EXERCISE:
Each line below is to be repeated exactly; any picture is to be left out.

INFORMATION:
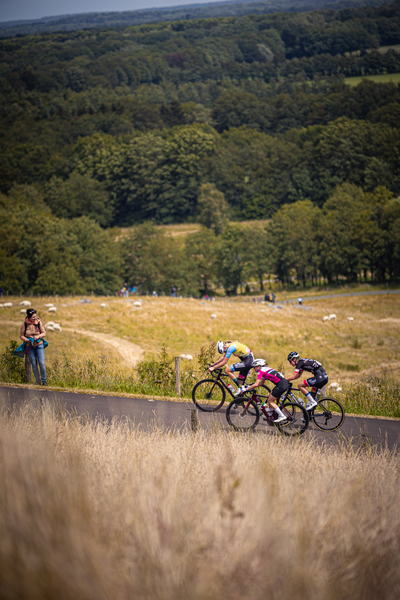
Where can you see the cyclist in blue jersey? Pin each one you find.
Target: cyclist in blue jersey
(243, 367)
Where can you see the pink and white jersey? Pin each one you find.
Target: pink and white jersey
(270, 374)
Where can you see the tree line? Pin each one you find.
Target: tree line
(353, 236)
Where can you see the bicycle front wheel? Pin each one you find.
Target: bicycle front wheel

EXERCISE RESULT:
Where can you see the cyclist in blue jersey? Pin each one you find.
Target: cyclist in blue jersey
(243, 367)
Where can you see the pink and white jersey? Pin each one you find.
Target: pink and white jersey
(270, 374)
Where can you see the tree line? Pin each one you find.
Target: tree line
(353, 236)
Where can you see the bicycle front wheel? Pin each one you find.
Target: bicycle front wheel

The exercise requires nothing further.